PROVIDED PASSAGE ::

***

According to a report in Pakistan's online magazine ‘Bitter Winter', the campaign against Tibetan Buddhism is borne by individuals — young and unarmed — who enter police custody alive but are returned as corpses.
The report highlighted that the body of Tibetan monk Samten was sent back to his monastery in early December, with Chinese authorities offering a “familiar narrative” that he had “fallen suddenly ill and died despite emergency treatment.
It added that no information was shared about the illness, the hospital, or the circumstances of his detention -- rather monks were warned against discussing what had happened.
In Tibet, the report said, silence is not a request but an order, yet in March, a voice has emerged.
“Samten was around twenty-five years old. He was part of Dhitsa Geden Tashi Chöding Ling, one of the four main monasteries in Palung County in the northern Amdo region. Founded by the first Je Shamar Pandita, the monastery has long been a centre for Tibetan-language education and monastic scholarship. It is home to about four hundred monks, many of whom have already felt the tightening grip of state surveillance,” the report detailed.
“Dhitsa Geden Tashi Chöding Ling is known for preserving the Tibetan language. Its monks helped create early woodblock prints for modern Tibetan textbooks and took part in language preservation efforts. In the eyes of the authorities, this alone makes the monastery politically suspicious. In Tibet, culture itself is seen as a threat,” it added.

***

Stored dataset items
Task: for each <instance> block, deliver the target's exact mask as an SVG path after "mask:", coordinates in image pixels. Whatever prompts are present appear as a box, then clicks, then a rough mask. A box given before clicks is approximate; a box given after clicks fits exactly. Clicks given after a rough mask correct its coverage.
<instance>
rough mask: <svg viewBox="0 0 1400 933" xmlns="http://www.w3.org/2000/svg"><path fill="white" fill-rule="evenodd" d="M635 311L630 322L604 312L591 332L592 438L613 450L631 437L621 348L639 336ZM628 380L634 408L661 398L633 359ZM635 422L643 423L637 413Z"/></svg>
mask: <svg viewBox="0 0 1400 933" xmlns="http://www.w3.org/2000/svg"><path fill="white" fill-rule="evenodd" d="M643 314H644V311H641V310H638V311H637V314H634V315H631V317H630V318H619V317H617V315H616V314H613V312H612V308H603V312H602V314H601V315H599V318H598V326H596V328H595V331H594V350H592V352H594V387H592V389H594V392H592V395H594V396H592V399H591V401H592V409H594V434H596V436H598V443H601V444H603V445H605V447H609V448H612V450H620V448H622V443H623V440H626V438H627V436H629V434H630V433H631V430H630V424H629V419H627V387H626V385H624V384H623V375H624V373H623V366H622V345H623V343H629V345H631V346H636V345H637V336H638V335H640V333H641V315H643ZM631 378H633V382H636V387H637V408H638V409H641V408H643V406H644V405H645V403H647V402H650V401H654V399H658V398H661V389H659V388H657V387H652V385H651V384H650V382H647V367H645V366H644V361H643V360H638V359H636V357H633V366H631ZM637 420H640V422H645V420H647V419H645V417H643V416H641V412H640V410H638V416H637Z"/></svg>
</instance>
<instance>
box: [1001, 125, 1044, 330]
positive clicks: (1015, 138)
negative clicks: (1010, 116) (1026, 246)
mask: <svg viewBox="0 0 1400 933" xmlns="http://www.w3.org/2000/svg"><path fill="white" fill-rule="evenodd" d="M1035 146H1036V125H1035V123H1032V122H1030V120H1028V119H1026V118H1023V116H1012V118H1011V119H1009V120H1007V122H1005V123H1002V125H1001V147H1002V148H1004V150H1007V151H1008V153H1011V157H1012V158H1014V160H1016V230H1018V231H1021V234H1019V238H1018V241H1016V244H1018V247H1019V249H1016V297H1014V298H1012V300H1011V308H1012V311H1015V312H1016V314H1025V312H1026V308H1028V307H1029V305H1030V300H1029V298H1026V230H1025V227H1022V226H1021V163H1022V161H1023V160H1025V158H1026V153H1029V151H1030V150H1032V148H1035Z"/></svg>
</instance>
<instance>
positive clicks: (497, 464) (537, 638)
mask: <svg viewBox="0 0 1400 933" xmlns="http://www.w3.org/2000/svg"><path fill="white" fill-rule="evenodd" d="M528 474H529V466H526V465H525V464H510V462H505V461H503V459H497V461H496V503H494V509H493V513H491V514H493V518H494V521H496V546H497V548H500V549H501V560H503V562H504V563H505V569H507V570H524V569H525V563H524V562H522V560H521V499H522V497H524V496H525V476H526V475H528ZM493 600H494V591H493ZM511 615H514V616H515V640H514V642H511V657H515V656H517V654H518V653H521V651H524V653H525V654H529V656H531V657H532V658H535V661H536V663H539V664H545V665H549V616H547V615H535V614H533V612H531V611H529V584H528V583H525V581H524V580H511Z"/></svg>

***

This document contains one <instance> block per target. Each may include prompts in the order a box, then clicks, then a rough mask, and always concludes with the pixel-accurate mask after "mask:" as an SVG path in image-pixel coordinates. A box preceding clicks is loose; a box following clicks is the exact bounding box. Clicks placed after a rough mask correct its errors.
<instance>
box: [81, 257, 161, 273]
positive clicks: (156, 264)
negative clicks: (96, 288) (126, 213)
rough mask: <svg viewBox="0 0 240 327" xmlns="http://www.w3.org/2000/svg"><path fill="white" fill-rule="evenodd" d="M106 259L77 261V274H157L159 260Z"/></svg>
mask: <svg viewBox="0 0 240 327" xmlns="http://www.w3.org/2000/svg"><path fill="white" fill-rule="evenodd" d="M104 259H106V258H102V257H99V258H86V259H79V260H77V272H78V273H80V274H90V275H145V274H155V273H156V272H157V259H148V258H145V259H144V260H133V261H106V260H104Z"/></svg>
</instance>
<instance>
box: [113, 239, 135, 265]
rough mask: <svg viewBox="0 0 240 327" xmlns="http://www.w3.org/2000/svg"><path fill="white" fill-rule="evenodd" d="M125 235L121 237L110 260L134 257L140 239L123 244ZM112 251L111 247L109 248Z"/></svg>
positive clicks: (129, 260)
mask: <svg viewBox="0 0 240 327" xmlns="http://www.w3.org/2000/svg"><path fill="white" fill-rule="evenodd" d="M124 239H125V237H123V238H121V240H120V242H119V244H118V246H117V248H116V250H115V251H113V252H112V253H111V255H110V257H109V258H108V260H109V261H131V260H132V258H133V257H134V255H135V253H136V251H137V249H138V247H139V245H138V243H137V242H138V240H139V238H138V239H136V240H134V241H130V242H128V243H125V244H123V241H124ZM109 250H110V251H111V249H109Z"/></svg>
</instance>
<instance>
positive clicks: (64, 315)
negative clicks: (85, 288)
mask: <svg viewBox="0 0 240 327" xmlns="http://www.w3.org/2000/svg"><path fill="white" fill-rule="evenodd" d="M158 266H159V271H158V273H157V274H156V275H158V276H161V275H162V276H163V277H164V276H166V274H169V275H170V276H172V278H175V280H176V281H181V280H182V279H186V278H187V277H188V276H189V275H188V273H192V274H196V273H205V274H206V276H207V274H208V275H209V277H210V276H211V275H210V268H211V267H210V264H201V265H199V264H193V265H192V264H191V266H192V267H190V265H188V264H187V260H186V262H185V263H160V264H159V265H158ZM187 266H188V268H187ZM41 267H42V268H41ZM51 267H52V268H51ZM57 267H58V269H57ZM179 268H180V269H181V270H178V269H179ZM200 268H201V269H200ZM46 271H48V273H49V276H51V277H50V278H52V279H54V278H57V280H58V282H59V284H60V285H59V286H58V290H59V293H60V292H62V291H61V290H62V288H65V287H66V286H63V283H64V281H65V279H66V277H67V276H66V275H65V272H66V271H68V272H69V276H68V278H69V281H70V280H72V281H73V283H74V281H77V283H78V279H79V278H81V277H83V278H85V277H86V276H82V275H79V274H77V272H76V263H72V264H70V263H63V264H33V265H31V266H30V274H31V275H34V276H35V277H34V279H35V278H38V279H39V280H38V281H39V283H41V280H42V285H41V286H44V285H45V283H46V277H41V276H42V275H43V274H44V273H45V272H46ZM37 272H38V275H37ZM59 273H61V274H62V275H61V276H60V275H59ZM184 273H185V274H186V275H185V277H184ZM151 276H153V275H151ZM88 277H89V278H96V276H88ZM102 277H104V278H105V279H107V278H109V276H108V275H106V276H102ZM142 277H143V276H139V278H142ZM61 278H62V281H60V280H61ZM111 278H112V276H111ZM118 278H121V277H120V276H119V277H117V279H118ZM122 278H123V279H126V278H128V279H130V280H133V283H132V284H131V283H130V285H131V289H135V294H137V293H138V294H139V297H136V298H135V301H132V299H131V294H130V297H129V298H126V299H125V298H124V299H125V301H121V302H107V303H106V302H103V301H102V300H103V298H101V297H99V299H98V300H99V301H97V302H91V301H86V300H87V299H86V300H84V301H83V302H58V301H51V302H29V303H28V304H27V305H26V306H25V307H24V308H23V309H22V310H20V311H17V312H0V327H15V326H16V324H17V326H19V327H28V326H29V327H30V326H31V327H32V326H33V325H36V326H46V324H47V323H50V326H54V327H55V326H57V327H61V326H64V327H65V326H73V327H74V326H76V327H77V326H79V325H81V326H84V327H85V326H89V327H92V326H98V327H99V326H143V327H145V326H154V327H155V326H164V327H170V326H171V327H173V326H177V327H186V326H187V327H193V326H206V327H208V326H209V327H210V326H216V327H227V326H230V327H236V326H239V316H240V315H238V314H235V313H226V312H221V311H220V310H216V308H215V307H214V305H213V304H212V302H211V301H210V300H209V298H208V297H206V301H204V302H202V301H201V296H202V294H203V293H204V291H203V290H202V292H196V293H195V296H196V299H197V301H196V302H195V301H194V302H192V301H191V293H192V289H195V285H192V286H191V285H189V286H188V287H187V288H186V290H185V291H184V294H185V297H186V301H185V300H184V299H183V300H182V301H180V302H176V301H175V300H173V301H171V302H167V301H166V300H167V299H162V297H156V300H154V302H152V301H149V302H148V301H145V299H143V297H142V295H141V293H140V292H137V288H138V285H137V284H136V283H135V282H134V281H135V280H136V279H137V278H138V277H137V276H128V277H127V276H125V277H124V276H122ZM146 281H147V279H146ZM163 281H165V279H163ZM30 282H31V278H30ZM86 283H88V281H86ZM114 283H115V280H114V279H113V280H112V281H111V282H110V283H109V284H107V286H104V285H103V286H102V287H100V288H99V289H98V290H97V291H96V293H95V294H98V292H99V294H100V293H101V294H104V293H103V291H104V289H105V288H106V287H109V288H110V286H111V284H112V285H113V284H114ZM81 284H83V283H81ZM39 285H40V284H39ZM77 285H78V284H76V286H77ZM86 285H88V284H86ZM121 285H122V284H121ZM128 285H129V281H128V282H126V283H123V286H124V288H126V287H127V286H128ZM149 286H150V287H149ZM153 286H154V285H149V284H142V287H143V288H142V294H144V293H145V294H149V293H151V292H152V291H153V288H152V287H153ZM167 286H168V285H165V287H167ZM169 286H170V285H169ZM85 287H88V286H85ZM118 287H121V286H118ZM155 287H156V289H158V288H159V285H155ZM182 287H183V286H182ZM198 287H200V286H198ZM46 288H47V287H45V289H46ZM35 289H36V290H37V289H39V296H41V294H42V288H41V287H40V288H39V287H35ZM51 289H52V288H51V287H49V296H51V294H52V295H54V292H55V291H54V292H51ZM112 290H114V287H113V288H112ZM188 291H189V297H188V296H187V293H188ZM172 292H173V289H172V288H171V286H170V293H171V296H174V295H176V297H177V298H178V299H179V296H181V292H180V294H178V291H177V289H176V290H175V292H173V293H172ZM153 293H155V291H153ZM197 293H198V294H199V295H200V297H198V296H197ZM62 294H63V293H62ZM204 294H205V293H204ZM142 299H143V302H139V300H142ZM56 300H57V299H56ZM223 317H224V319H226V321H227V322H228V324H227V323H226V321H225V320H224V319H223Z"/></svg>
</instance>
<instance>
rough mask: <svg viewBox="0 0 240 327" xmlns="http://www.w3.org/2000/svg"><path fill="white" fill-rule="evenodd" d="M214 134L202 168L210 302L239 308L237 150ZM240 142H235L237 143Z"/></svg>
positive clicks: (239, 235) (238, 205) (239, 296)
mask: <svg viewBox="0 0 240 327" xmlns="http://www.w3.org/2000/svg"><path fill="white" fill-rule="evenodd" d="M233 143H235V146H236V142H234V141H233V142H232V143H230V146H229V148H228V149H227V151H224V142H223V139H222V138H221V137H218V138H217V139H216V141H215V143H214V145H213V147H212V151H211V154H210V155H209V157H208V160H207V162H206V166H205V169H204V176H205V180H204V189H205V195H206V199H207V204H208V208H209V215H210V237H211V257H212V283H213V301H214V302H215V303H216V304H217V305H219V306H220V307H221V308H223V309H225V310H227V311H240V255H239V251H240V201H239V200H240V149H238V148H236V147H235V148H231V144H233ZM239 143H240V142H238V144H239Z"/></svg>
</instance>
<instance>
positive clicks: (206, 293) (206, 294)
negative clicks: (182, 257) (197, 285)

***

WORK INSTRUCTIONS ::
1/ According to the passage about the Tibetan monk Samten, about how many monks live at his monastery?
2/ Carry the passage about the Tibetan monk Samten forward from its last sentence, keeping the same reporting style.
The entries above are not needed.

OUTPUTS FOR THE TASKS ::
1/ About four hundred.

2/
The report stressed that Samten’s death mirrored a wider pattern of atrocities by Beijing that emerged in the months ahead of the Dalai Lama’s 90th birthday.
These included raids on monasteries, confiscation of the Dalai Lama’s images, disappearance of senior monks and a rise in political education sessions.
“In one case, a respected scholar took his own life after being forced to denounce the Dalai Lama in front of his students. The campaign is coordinated, ideological, and relentless. It aims not only to control Tibetan Buddhism but also to transform it into something unrecognisable, something loyal to the Chinese Communist Party rather than its own tradition,” it stated.
“The circumstances of Samten’s death are disturbingly familiar. Tibetans detained for political or religious reasons often die in custody, their bodies returned with vague explanations and strict orders not to ask questions. The pattern is so consistent that it has become a grim ritual: arrest, silence, death, denial, and forced forgetting. The authorities rely on fear to ensure that the story ends there,” it further mentioned.